_Problem_
List as a numbered list the lines from the one containing "One point per instance of the sunglasses, the" through the one containing "pixel 562 486", both included, skipping blank lines.

_Data items_
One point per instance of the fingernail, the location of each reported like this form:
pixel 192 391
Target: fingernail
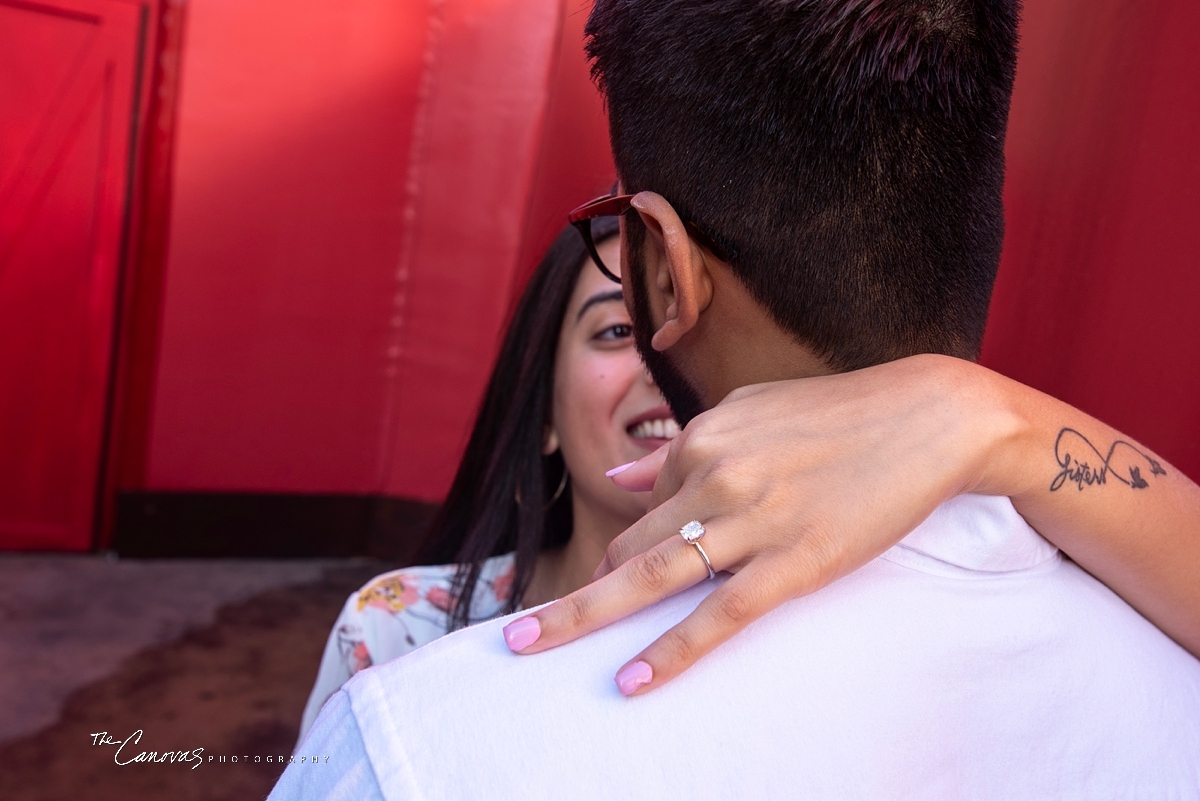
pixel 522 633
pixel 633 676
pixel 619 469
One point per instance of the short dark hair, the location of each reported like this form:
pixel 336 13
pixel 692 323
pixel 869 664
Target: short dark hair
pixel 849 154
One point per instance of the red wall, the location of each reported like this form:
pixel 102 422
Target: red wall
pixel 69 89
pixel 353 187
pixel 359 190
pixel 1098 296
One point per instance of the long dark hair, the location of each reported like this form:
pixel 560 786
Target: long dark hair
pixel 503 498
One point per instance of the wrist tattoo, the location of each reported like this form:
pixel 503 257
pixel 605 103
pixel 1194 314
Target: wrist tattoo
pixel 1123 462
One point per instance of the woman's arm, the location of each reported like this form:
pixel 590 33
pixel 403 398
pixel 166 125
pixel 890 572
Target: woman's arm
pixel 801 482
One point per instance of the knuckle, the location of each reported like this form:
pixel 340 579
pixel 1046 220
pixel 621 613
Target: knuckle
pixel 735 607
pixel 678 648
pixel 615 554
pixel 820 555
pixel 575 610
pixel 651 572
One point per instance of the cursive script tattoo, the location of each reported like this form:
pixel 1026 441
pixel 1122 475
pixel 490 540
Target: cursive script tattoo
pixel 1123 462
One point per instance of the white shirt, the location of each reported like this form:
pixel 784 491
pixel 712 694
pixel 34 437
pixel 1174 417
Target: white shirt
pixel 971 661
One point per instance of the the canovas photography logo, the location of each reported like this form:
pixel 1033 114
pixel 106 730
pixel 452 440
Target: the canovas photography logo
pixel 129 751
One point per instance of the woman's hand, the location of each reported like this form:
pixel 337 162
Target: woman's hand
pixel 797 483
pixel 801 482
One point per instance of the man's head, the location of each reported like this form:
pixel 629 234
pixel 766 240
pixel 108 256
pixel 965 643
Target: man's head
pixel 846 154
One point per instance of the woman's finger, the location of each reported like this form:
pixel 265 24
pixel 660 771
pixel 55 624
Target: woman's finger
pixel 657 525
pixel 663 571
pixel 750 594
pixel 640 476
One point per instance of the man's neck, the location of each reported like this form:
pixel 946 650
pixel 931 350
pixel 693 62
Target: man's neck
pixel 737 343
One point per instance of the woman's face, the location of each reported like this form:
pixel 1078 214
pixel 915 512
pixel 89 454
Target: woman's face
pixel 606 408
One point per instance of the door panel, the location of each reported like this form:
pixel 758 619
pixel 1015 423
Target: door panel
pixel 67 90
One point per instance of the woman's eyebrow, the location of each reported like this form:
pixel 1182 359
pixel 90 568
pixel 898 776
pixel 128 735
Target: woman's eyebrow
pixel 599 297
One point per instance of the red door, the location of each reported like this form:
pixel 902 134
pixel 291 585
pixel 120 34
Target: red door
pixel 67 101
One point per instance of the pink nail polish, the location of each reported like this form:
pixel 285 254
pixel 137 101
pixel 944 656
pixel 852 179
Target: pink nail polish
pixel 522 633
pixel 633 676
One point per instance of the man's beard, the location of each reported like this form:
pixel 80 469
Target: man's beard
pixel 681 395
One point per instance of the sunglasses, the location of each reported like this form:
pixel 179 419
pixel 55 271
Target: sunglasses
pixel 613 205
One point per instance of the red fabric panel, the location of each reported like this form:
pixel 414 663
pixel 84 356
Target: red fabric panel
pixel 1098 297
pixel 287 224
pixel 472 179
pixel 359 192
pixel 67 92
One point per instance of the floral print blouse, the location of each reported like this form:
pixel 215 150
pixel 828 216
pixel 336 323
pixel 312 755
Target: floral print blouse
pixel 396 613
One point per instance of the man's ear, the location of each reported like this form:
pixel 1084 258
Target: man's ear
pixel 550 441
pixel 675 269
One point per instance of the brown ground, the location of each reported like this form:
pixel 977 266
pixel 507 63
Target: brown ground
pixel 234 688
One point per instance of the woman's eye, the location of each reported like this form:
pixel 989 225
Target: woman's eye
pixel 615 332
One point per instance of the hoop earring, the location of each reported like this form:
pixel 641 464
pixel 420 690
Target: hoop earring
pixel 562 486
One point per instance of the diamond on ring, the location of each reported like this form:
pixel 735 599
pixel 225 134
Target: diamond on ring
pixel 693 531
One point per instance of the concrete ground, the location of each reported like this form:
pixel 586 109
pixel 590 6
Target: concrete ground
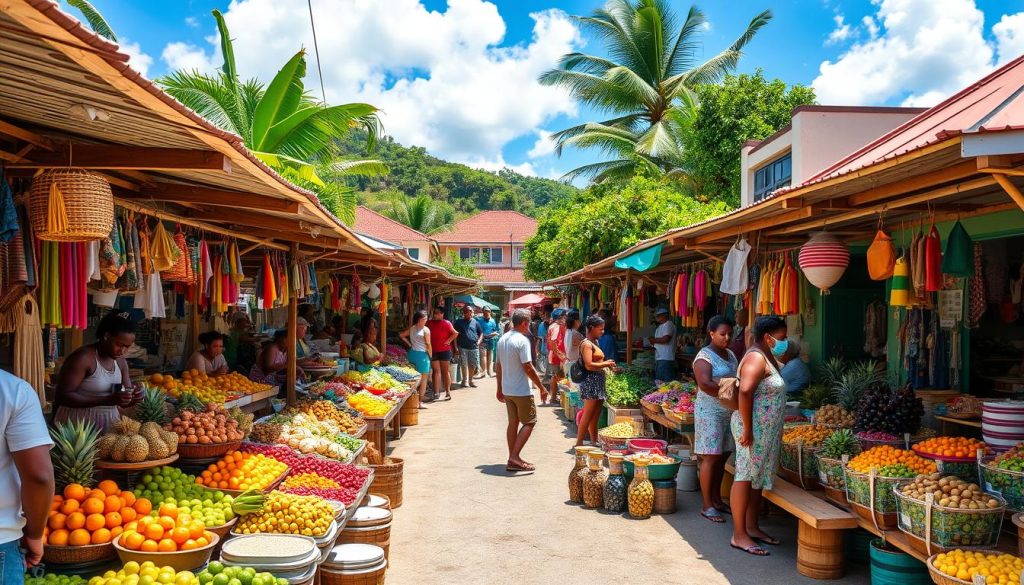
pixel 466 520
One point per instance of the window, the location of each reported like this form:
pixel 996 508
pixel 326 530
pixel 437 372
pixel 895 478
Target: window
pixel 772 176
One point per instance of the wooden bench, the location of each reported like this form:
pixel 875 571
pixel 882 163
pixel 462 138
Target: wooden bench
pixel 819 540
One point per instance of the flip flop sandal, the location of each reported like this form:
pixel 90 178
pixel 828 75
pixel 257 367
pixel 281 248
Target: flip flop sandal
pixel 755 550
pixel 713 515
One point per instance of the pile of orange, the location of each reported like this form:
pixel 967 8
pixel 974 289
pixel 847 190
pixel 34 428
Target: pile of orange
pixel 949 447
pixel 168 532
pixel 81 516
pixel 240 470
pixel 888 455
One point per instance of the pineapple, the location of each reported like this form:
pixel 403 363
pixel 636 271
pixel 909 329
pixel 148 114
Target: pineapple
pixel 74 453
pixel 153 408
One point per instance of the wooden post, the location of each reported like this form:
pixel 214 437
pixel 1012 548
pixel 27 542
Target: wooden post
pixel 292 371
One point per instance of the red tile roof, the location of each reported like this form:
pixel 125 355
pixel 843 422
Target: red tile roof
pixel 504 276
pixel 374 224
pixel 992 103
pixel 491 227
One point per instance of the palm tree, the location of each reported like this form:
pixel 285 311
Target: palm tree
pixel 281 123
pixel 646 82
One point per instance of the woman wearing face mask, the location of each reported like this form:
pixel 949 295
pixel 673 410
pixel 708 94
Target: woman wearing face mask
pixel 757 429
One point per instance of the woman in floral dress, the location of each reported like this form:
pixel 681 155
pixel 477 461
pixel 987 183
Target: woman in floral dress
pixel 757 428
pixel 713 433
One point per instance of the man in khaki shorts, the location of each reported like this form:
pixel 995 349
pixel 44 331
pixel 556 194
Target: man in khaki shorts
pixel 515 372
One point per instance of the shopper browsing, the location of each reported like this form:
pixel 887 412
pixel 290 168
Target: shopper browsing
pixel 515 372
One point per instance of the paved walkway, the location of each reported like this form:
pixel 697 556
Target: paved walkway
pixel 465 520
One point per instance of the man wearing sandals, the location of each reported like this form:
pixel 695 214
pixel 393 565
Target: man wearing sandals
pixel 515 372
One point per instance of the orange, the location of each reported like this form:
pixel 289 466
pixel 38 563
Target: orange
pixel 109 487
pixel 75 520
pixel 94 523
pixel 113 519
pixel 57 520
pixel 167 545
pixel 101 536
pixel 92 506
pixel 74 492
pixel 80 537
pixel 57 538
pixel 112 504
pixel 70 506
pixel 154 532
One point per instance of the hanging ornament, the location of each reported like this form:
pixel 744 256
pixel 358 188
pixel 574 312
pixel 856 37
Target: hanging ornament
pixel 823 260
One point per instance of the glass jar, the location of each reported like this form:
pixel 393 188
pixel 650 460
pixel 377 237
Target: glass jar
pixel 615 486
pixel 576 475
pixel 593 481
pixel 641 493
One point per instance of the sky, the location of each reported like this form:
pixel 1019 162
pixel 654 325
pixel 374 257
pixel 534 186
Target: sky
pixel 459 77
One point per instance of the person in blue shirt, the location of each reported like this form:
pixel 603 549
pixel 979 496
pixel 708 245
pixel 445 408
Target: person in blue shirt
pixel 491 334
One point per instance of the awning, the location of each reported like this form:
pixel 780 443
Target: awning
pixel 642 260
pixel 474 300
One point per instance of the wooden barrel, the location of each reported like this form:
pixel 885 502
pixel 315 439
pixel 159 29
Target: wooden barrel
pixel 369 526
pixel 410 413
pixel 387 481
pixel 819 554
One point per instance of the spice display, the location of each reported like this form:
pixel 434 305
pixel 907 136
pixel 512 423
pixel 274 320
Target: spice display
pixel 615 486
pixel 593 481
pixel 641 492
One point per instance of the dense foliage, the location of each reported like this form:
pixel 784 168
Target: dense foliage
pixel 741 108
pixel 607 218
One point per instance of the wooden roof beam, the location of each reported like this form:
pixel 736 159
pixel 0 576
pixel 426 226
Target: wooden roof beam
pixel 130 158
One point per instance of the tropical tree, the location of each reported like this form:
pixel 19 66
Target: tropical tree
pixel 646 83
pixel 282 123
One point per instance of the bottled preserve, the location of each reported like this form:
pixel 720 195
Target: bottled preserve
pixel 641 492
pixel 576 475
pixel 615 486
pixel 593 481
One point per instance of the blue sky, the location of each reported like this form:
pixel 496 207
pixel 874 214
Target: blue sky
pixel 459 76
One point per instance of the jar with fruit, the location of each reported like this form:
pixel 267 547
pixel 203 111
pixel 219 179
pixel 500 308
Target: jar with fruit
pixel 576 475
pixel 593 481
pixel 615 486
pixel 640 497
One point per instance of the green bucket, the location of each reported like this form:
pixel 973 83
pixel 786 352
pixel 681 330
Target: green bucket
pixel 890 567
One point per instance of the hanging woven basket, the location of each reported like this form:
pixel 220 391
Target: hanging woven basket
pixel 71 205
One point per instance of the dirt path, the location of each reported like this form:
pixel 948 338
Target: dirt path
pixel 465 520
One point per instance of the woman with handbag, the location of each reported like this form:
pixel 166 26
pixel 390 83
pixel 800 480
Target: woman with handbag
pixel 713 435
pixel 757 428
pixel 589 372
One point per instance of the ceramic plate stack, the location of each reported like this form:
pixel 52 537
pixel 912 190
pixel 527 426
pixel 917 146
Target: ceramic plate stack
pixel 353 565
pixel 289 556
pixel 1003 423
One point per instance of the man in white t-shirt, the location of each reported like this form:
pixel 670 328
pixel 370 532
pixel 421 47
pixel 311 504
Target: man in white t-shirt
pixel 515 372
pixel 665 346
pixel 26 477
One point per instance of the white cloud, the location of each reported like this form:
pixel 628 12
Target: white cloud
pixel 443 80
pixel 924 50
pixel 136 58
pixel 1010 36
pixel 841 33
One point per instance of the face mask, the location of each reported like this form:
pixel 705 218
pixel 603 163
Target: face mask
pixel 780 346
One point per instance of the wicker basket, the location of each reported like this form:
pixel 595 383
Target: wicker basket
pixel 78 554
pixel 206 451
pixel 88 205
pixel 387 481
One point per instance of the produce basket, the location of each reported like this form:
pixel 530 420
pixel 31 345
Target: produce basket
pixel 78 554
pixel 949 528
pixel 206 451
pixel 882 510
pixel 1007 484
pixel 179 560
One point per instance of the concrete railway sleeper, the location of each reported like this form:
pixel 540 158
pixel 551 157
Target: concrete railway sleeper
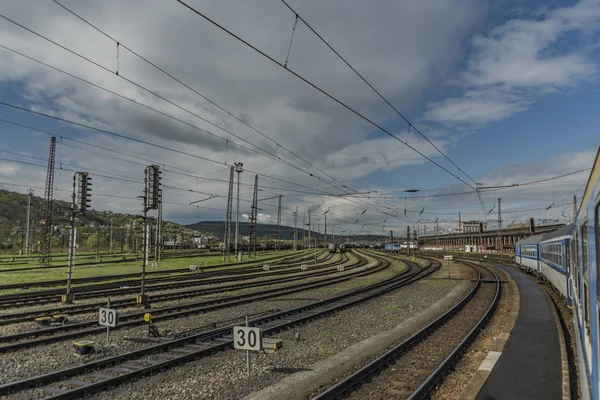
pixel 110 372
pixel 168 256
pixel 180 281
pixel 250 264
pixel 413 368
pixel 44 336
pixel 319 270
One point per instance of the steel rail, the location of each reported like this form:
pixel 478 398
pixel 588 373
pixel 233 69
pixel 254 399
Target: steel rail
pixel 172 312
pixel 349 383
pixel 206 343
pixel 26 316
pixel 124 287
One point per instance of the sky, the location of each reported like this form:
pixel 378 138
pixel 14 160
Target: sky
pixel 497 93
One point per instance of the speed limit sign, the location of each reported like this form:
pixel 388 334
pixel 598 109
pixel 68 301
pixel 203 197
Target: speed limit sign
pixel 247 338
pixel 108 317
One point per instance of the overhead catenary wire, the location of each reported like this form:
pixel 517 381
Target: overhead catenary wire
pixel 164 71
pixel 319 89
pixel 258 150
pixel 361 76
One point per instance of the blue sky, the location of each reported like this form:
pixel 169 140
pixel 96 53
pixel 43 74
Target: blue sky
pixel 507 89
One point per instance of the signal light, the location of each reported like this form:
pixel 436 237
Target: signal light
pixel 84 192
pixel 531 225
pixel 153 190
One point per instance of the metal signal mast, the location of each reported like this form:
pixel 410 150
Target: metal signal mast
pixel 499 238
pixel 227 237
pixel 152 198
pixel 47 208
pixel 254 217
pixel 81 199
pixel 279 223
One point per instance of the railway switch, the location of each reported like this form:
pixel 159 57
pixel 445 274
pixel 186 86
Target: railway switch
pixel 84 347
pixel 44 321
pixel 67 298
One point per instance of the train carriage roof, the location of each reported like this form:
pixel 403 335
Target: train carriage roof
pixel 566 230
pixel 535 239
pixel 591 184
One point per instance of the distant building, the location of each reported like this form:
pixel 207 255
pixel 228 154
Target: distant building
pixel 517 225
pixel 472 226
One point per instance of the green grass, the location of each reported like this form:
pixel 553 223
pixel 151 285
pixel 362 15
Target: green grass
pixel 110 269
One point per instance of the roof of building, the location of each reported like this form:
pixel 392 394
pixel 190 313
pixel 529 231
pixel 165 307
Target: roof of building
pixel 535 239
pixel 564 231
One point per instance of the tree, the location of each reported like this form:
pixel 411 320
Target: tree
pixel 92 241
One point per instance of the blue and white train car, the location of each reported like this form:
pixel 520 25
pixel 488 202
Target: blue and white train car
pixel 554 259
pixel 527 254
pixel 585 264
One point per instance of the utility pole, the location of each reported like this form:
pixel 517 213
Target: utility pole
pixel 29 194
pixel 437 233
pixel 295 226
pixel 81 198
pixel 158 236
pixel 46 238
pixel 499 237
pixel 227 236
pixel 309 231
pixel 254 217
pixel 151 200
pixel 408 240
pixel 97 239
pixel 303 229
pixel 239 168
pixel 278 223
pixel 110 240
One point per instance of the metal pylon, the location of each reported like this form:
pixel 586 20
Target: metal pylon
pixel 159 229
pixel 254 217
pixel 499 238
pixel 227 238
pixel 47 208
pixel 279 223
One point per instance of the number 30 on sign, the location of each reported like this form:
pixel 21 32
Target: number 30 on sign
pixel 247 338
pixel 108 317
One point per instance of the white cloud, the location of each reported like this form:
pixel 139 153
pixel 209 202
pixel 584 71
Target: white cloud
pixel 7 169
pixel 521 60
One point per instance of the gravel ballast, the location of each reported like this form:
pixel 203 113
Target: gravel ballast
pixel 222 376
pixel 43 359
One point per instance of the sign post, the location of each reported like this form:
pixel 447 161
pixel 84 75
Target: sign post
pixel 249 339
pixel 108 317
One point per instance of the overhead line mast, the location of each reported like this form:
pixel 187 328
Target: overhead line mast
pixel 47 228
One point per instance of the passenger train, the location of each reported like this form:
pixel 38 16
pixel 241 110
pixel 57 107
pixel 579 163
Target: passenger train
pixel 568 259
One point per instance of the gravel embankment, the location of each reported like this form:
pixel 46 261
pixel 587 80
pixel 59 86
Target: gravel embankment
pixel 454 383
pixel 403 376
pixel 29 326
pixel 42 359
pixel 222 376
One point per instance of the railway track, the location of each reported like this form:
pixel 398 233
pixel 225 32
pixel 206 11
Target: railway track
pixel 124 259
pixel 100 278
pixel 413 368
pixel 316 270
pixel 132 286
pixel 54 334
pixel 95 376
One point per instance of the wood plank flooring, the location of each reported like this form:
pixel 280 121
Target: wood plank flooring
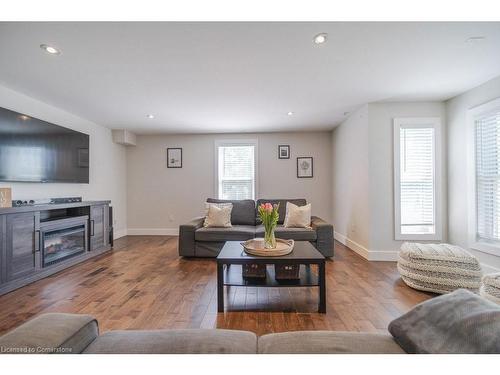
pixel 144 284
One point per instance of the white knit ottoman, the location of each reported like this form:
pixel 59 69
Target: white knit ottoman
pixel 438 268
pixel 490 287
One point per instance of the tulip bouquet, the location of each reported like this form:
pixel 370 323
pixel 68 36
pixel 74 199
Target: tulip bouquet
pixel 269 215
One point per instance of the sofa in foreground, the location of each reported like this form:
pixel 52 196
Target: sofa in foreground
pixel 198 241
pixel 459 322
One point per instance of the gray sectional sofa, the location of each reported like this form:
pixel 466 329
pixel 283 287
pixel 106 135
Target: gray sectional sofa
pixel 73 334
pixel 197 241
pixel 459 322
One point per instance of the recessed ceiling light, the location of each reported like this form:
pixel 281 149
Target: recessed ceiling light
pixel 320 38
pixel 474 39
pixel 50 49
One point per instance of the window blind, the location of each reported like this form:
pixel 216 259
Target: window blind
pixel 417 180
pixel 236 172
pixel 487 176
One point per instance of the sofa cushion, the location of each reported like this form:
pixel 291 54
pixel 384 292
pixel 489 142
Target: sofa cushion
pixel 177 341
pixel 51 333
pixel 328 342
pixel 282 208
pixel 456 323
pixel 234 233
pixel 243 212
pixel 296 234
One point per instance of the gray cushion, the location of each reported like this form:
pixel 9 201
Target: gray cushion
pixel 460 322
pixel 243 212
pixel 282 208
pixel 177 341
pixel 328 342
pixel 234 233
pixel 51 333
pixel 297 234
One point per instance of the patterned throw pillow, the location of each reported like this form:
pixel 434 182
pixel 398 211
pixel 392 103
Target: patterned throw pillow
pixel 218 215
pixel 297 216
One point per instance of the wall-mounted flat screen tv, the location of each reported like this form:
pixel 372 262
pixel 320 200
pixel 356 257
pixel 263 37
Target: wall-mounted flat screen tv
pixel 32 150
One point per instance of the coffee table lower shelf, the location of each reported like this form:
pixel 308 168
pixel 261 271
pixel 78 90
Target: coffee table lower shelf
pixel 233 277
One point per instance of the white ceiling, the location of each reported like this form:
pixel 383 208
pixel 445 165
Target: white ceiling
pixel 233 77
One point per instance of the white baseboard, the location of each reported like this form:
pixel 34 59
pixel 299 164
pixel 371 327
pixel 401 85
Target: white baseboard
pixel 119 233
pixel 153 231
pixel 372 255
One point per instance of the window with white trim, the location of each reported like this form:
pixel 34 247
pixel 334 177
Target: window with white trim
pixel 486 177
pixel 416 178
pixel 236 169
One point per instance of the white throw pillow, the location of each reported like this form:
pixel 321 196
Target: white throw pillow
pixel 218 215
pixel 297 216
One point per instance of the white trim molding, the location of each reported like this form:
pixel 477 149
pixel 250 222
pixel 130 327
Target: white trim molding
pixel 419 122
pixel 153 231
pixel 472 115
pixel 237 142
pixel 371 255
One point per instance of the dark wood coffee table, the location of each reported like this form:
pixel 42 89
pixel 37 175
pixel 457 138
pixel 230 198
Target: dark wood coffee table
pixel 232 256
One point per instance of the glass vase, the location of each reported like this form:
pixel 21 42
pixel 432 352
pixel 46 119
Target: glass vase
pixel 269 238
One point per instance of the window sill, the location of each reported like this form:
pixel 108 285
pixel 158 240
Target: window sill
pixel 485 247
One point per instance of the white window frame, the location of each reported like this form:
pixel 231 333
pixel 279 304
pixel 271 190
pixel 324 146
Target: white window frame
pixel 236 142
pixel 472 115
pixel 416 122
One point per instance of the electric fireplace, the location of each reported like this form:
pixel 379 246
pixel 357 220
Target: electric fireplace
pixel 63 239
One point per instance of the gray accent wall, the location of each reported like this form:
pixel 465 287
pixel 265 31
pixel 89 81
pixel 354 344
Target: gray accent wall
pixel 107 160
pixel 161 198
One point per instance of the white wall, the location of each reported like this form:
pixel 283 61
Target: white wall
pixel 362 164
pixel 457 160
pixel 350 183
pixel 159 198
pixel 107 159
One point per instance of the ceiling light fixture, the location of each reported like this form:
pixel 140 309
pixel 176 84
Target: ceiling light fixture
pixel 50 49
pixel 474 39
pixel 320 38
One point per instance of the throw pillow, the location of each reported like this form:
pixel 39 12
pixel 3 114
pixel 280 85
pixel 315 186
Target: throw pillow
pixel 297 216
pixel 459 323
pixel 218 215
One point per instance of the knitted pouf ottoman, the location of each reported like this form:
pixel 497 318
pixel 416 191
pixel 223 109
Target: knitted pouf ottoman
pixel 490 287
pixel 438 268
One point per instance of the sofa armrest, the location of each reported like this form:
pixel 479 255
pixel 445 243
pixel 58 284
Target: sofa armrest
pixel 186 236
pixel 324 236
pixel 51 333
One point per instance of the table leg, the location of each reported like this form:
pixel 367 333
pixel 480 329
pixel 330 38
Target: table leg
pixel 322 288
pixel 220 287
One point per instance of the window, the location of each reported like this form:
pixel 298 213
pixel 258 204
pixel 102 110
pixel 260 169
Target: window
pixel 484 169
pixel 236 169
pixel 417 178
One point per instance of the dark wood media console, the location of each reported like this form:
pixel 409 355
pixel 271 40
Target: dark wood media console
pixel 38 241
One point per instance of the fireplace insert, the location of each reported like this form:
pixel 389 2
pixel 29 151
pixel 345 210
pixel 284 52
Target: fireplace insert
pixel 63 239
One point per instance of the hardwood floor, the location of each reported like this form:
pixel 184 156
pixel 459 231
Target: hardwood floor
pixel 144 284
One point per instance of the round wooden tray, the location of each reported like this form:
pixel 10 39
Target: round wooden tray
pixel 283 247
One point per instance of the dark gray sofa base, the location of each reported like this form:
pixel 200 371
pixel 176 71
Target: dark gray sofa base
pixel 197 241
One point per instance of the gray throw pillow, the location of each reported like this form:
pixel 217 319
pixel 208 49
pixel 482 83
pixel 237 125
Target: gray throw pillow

_Exercise result_
1. One point per instance of the sunglasses, the location of each reported like this form:
2. pixel 179 419
3. pixel 55 271
4. Target: sunglasses
5. pixel 613 205
6. One point per instance of the red fabric panel, the location of each reported like this form:
7. pixel 414 663
8. pixel 84 356
9. Target: red fabric panel
10. pixel 1098 297
11. pixel 287 224
12. pixel 472 179
13. pixel 359 192
14. pixel 67 92
15. One point per instance of the floral print blouse, the location of each reported like this form:
16. pixel 215 150
17. pixel 828 216
18. pixel 336 323
19. pixel 312 755
20. Target: floral print blouse
21. pixel 396 613
22. One point per instance of the man's ear, the location of each reported like this form:
23. pixel 1084 258
24. Target: man's ear
25. pixel 550 441
26. pixel 675 269
27. One point per instance of the brown ground, the location of each reported like this form:
28. pixel 977 266
29. pixel 507 63
30. Target: brown ground
31. pixel 234 688
32. One point per instance of the woman's eye, the location of each reported like this form:
33. pixel 989 225
34. Target: woman's eye
35. pixel 615 332
36. One point per instance of the hoop earring, the location of each reported like this form:
37. pixel 641 464
38. pixel 420 690
39. Target: hoop earring
40. pixel 562 486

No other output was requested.